Three years later came Macbeth and the treatment meted out was pretty much the same, if only less harsh. Shakespeare remained that incredible scourge that blots the English literary landscape. Add to that it was taught by someone who was once described as a manipulative svengali and you get the general picture. May be some psychoanalysts would like to read into those uninformed days of hate as Freudian slips of emotion. After all, I was, and still continue to be, a flamboyant and irrepressible pen wielder who was denied international honours only by the misfortune of my own genetic makeup, selectorial prejudice against rubbish writers, and my inability to wield a pen in a flamboyant and/or irrepressible manner.
Shakespeare’s works seemed to border on the ridiculous, an almost implausible rendering of affairs, if you will. Back in those days if I got an opportunity to meet Shakespeare, I would have sat him down, mopped his brow, given him a sharp talking to, told him to get a proper job, and poured a cup of iced tea over his head.
Some may like to call it anti-Establishment bias or a need to revolt against the prescribed norms, but back in those days, Old Bill seemed to be just plain stupid. His stories seemed more undercooked than a roast chicken that arrives at your table on the phone to its personal injury lawyer complaining of mild heat rash. Julius Caesar appeared to be a silly story of how eight men kill one chap and then three men, who thought the deceased chap had been hard done by, went and bopped one each on those eight chaps. It was historical, classical and widely praised by grey hairs all around the globe. Or in other words, it was something not to be touched with a ten foot bean pole.
But as time passed, I believe I have come to appreciate the man in a better sense and perspective, becoming much more receptive to the taste and feel of a Shakespeare. Today, I recognize him as the foremost among the great British playwrights and authors, not that my recognition matters to anyone else but me. Interestingly, it is the very facts about the Bard I hated all those years ago that endears him to me now. I love his old prose. They have a certain ring to them and they just rolls off one's tongue. He certainly has to be one of the best scriptwriters ever. One wonders what Guy Ritchie would have done with an original of Merchant of Venice.

> [Exercise directions]
Decide whether each statement below agrees with the text on Shakespeare. Answer yes or no for each and quote the words from the text that settle it.
1. The writer's treatment of Macbeth was harsher than what came before it.
2. Julius Caesar seemed to the writer a story of eight men killing one man.
3. The writer now ranks Shakespeare foremost among the great British playwrights and authors.

> [Information shown]
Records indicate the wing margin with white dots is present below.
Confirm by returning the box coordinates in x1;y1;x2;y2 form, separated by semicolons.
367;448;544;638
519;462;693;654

> [Result of this exercise]
1. No: "the treatment meted out was pretty much the same, if only less harsh."
2. Yes: "Julius Caesar appeared to be a silly story of how eight men kill one chap"
3. Yes: "Today, I recognize him as the foremost among the great British playwrights and authors"